● WHAT IS ASKED: Switch every "Looking for" in the material below to "Searching for" and write the lines out again with nothing else changed. Leave the pictures out.

★ ★ ★ ★

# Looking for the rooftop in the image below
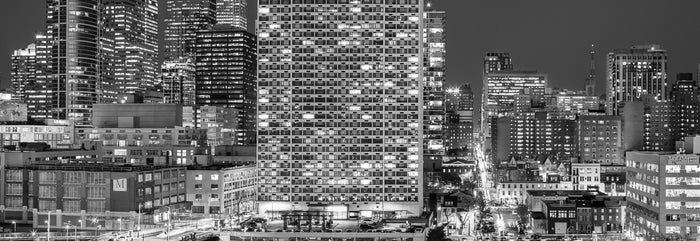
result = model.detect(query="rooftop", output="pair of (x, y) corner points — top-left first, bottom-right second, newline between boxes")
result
(12, 164), (184, 172)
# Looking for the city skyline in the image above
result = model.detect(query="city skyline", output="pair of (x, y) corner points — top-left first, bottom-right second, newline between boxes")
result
(0, 0), (700, 100)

★ ★ ★ ★

● ANSWER FOR THE TASK:
# Searching for the rooftop in the image below
result = model.detect(query="rooftop", output="pair of (x, y) corner points — top-left first, bottom-right second, newline between boxes")
result
(12, 164), (184, 172)
# Searching for the city skyline in the image above
result = model.detect(query="city skyline", output="pair of (x, y) corner points — top-left first, bottom-right second, newline between boxes")
result
(0, 0), (700, 100)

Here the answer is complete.